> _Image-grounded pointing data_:
::::::::::

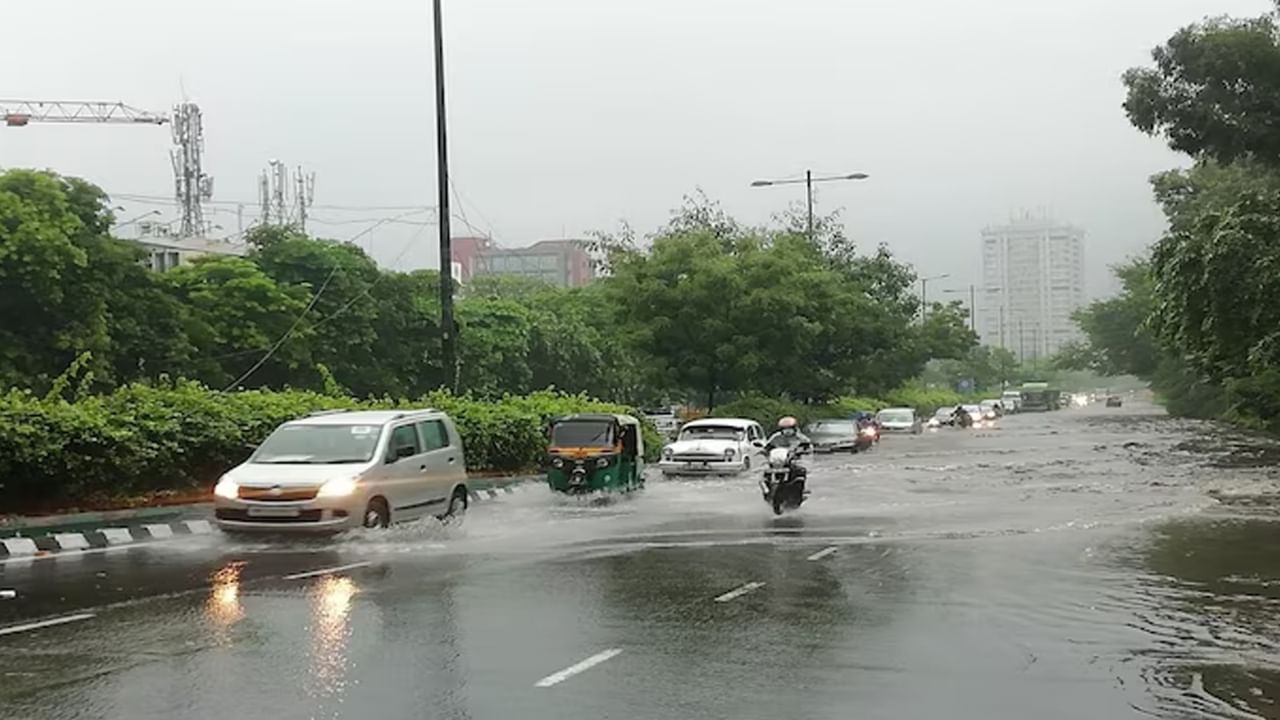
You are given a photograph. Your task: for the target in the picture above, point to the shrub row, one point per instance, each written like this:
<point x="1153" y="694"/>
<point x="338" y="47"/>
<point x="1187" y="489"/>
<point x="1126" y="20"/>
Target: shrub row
<point x="141" y="438"/>
<point x="767" y="410"/>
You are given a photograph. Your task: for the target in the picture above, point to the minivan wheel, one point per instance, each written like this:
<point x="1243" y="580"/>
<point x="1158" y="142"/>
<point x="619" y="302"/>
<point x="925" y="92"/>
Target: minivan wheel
<point x="376" y="514"/>
<point x="457" y="505"/>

::::::::::

> _What you should do_: Scan the data above and report each line in which "Your" is present.

> _Output of the exercise_:
You are given a photograph. Your task: for the target in the picture above, point to the shrub row, one point per instance, each written like this:
You are given a photograph. Your task: for the target in the picture above, point to the minivan wheel, one point per instance, each written like this:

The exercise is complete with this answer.